**EXERCISE DETAILS**
List the lines below as a numbered list, from the one holding "Your task is to locate the pile" through the one holding "(306, 454), (1009, 722)", inclusive, and leave out any blank lines.

━━━━━━━━━━

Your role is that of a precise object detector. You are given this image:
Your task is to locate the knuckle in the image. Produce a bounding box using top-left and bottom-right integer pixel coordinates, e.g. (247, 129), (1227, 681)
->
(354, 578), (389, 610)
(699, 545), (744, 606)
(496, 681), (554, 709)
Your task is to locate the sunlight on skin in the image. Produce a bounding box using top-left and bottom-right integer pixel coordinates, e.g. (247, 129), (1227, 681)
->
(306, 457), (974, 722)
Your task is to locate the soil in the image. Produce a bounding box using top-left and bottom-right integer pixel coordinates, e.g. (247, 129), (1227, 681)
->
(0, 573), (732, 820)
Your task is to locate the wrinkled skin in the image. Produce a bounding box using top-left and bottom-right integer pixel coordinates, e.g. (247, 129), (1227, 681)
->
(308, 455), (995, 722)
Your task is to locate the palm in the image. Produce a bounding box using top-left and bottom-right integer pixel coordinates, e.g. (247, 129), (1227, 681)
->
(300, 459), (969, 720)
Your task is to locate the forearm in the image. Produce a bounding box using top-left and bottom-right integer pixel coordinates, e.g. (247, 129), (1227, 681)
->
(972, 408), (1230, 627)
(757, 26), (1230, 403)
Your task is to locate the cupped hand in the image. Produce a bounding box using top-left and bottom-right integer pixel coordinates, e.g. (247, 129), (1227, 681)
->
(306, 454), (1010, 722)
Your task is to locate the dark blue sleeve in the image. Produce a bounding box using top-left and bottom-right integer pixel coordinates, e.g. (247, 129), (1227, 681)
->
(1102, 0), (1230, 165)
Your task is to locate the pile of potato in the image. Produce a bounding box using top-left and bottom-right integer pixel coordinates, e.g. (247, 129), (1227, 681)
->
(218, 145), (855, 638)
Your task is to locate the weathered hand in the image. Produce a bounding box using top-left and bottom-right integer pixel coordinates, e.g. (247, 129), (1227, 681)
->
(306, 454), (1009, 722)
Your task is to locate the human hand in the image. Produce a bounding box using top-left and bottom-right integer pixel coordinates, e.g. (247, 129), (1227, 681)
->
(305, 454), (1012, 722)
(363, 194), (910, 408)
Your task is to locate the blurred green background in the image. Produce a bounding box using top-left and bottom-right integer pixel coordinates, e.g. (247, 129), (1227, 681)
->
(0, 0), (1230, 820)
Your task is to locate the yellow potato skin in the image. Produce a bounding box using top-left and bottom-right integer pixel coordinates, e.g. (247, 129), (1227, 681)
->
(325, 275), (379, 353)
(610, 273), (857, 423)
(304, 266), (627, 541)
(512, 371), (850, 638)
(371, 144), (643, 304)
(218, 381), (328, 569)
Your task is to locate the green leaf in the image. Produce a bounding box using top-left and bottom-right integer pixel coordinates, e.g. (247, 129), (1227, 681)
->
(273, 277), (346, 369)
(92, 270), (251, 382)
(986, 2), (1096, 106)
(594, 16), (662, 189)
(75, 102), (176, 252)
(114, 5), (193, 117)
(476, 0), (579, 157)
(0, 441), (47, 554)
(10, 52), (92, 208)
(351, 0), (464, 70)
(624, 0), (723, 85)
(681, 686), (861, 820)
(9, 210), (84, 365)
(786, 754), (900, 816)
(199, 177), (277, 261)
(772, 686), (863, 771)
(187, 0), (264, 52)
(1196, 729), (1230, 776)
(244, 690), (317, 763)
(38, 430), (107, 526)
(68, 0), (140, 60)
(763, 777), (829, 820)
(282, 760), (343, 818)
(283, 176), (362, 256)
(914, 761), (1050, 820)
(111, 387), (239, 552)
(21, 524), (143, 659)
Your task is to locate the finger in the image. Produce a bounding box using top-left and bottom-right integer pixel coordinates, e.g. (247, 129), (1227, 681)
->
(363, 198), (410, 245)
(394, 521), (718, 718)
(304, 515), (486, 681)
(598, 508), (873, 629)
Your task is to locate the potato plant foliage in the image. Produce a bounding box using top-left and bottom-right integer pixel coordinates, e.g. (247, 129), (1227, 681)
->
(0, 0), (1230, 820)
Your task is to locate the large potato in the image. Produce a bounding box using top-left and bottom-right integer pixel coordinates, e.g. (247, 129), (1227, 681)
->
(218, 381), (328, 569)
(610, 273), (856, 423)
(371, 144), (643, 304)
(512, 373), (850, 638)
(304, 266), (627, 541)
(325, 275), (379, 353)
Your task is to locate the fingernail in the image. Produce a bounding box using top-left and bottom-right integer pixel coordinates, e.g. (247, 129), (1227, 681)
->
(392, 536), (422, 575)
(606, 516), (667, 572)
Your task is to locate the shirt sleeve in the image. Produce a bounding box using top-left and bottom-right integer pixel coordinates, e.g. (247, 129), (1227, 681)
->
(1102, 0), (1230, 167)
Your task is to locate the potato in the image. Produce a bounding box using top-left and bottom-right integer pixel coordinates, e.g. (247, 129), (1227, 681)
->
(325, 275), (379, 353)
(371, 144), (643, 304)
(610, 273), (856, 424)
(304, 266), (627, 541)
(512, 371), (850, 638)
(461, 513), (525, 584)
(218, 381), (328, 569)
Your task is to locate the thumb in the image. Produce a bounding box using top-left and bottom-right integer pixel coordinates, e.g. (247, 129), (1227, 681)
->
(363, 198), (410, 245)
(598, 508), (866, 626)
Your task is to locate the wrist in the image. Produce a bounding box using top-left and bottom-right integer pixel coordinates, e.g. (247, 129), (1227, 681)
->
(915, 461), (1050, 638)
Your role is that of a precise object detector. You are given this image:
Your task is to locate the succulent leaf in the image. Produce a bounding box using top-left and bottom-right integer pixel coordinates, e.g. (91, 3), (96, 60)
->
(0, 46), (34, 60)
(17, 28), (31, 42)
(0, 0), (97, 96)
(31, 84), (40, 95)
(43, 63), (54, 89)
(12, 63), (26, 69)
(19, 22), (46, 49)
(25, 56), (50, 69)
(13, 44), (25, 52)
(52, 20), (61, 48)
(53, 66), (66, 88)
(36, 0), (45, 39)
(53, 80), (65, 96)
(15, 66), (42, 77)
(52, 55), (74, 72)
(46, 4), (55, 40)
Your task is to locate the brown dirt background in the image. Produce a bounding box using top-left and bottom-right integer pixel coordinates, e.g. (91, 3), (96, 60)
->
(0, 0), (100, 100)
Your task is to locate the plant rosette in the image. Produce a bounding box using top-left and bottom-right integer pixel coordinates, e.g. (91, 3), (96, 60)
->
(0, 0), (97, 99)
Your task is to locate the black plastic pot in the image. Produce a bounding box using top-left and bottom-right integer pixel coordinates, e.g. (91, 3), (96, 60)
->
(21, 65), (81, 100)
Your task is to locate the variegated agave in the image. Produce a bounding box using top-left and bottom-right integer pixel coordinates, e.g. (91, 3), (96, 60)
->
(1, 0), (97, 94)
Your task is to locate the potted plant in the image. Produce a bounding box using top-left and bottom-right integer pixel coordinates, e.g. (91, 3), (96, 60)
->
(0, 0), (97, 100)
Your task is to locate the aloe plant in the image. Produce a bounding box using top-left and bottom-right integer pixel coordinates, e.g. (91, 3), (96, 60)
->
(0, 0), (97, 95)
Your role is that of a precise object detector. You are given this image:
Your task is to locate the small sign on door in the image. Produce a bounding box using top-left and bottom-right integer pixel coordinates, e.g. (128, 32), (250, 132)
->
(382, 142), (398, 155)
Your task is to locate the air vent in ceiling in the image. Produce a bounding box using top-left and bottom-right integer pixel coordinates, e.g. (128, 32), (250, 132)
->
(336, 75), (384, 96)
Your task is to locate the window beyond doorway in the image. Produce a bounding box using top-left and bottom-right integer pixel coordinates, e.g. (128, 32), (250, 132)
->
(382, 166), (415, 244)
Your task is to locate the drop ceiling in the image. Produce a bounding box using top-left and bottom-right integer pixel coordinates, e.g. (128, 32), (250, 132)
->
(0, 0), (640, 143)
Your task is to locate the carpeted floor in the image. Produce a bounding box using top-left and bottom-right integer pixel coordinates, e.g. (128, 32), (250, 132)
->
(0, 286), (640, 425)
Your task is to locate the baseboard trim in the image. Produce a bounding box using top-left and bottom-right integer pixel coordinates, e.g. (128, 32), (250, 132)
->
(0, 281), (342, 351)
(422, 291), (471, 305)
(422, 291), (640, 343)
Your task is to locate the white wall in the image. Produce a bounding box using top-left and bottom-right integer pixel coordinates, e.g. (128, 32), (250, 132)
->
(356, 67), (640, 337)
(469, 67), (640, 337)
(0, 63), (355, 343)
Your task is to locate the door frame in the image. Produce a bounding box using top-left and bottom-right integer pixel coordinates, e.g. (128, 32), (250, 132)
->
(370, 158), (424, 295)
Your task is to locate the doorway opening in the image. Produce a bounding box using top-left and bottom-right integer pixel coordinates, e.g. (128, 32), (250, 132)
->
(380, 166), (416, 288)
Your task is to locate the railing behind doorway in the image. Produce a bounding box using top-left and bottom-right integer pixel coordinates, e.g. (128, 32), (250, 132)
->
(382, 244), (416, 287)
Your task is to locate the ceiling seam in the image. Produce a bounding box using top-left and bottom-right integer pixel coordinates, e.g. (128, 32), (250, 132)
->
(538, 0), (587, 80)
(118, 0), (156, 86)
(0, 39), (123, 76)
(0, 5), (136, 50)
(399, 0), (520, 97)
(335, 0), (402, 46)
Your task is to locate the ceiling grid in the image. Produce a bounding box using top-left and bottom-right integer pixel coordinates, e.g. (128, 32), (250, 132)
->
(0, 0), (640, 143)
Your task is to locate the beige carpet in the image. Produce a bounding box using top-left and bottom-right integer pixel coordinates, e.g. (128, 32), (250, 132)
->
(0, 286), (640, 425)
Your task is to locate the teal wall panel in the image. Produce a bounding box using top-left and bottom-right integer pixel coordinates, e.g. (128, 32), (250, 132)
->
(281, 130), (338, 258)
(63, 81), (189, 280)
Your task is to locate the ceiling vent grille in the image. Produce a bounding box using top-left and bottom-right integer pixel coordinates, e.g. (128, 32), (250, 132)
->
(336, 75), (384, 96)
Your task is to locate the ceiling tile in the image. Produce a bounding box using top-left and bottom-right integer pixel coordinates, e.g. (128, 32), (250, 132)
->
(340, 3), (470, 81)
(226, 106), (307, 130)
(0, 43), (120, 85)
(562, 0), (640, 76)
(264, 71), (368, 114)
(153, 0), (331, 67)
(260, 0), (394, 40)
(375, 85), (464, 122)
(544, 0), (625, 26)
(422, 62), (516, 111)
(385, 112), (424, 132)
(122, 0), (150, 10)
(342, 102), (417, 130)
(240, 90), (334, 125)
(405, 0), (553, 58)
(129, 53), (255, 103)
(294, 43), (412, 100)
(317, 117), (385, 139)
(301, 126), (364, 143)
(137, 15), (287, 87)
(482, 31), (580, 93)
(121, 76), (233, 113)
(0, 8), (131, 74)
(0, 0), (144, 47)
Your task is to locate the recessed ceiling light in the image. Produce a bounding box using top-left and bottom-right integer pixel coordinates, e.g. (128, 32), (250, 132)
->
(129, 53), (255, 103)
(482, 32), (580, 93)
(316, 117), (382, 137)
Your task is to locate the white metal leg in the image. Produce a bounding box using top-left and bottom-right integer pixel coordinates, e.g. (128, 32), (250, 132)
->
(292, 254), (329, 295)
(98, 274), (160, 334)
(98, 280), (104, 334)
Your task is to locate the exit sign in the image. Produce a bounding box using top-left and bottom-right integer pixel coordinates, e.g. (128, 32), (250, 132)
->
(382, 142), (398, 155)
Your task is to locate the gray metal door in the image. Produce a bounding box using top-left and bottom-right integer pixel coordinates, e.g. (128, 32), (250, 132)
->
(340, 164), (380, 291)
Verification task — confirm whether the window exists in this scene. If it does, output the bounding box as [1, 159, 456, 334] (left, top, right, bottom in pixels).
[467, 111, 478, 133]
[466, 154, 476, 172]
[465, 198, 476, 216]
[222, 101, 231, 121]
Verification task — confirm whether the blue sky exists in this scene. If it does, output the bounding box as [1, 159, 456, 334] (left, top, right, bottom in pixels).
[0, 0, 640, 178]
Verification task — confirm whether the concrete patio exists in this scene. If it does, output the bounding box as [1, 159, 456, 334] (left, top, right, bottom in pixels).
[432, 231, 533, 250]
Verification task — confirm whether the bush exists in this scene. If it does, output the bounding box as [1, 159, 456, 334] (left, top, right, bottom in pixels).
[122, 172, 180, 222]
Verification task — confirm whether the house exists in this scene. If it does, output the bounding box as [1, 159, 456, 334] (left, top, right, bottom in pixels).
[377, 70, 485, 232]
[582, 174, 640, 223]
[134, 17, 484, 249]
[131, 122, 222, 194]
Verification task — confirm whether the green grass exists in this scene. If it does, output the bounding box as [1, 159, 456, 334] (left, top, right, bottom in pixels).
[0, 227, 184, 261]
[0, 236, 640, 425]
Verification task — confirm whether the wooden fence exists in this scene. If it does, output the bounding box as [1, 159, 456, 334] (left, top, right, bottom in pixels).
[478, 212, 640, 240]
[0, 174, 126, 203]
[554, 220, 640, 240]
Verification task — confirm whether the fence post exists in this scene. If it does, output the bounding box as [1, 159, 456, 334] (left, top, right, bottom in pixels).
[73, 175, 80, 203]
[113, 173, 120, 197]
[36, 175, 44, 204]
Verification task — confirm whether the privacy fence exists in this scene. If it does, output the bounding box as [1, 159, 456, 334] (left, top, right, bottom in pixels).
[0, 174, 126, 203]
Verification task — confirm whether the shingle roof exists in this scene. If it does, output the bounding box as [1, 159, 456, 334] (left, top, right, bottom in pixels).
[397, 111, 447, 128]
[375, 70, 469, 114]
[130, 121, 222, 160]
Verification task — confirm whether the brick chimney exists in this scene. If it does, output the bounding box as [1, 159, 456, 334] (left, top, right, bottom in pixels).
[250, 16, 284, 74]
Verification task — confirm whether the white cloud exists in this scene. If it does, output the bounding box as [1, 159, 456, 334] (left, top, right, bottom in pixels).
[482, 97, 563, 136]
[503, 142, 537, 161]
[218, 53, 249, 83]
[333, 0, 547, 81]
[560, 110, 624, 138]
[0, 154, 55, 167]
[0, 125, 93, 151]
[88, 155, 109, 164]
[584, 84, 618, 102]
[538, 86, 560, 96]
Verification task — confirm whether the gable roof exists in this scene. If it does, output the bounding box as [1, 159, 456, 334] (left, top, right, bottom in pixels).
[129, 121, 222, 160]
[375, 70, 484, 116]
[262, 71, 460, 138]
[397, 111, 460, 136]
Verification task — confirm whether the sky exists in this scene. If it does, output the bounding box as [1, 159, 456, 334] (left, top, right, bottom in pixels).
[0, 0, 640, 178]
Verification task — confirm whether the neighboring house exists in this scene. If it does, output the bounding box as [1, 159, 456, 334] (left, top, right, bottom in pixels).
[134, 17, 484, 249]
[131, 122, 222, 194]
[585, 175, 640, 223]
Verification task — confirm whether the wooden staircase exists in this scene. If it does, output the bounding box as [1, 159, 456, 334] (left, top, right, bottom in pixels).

━━━━━━━━━━

**THE REPLY**
1. Your task is to locate the pile of potato in the image. Produce a bounding box using top-left and bottom-right integer pixel coordinates, e.g. (247, 129), (1227, 681)
2. ->
3. (218, 145), (855, 638)
4. Your task is to locate the weathered hand in the image. Produce a bounding box using top-left and bottom-right integer pixel coordinates, e.g. (247, 129), (1227, 681)
5. ->
6. (306, 454), (1009, 722)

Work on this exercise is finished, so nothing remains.